> _GOAL OF THE EXERCISE_
Convert the entries below into a two-column CSV with the header row instruction,coordinates and one row per entry. Put each entry's text in the instruction field and its answer in the coordinates field, quoting each field and replacing line breaks with spaces.

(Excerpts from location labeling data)

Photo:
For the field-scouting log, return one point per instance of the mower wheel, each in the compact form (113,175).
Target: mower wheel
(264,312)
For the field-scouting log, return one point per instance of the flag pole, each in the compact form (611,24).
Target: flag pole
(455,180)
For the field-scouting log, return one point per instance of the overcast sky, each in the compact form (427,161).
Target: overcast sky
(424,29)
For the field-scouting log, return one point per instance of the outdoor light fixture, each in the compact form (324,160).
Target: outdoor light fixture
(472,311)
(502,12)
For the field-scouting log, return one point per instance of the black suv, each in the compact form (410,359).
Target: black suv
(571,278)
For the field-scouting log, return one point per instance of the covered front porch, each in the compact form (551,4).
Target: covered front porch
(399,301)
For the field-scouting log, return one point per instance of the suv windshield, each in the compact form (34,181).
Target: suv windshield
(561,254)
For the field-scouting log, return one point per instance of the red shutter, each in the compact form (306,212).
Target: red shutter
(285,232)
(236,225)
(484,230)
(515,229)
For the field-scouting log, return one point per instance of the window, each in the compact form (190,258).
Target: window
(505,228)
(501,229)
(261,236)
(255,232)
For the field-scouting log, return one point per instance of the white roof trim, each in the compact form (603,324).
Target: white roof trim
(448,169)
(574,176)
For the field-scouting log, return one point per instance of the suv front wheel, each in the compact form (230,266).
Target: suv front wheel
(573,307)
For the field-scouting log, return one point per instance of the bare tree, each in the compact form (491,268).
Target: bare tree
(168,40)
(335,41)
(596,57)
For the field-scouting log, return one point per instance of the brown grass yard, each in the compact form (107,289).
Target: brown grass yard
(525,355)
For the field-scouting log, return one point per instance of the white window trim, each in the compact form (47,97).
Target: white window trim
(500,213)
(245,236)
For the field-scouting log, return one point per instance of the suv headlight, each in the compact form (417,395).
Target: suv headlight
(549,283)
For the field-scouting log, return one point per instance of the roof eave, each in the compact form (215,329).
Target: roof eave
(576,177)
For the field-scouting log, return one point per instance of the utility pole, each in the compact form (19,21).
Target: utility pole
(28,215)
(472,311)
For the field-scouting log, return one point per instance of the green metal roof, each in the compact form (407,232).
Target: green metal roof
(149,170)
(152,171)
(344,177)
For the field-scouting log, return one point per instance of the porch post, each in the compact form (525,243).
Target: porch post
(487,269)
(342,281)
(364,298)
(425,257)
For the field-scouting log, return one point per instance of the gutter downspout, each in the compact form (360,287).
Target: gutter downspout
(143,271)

> _RESPONSE TO THE TASK_
instruction,coordinates
"Photo: For the field-scouting log, return one point per instance of the mower wheel, each in the compact form (113,175). Target: mower wheel","(264,312)"
"For the field-scouting log, return one point per instance of the flag pole, each in the compact form (611,24). Target: flag pole","(455,180)"
"For the field-scouting log, return one point per instance of the overcast sky, each in the compact form (427,161). Target: overcast sky","(424,29)"
"For the field-scouting log, return one point per instance of the outdoor light fixture, each in the compact form (324,160). Target: outdoor light fixture","(472,311) (502,12)"
"For the field-scouting log, return one point per instance of the black suv, each in the compact form (410,359). Target: black suv","(571,278)"
"For the field-scouting log, return one point per instance of the covered front porch, each in the compact form (551,4). Target: covered front porch","(399,301)"
"For the field-scouting log, return one point per instance of the suv windshield, each in the compact form (34,181). Target: suv windshield","(561,254)"
"For the field-scouting log, return one point per instance of the red shutter, each in the compact form (306,212). Target: red shutter","(285,232) (236,225) (484,230) (515,229)"
"For the field-scouting log, return one point per instance of the window, each in the compact form (190,258). Target: window","(505,228) (501,229) (261,236) (255,232)"
"For the field-scouting log, return one point per instance of the white roof trim, each in the compact form (603,324). Target: white roof trim","(448,169) (574,176)"
"For the field-scouting log, return one point per instance of the suv front wheel, each in the compact form (230,266). Target: suv front wheel","(573,307)"
"For the field-scouting log, return one point per instance of the bare tree, each in the compact form (491,268). Target: bare tree","(168,40) (335,41) (596,57)"
"For the field-scouting log, return one point per instance of the brown grass yard, each in the compact form (107,289). Target: brown grass yard","(525,355)"
"For the field-scouting log, return one point per instance of the white window trim, each in the compact form (47,97). Target: white window trim","(500,213) (245,236)"
"For the field-scouting log, return one point per instance of the suv headlight, each in the compact form (417,395). Target: suv headlight","(549,283)"
"For the field-scouting log, return one point per instance of the roof eave, each in the compact form (215,329). Target: roof eave","(576,177)"
"For the field-scouting log, return one point per instance of the utility pole, each in the compact form (19,21). Target: utility pole","(28,215) (472,311)"
"For the field-scouting log, return one point per instance of the green metal roof, each in the compact form (407,232). Target: green metal roof","(149,170) (152,171) (344,177)"
"For the field-scouting log, return one point per instance of the porch post, each in the compact form (525,243). Target: porch post","(487,269) (342,281) (364,298) (425,257)"
"For the field-scouting log, return one point per instance of the gutter downspout, each in the compact form (360,287). Target: gutter downspout","(143,271)"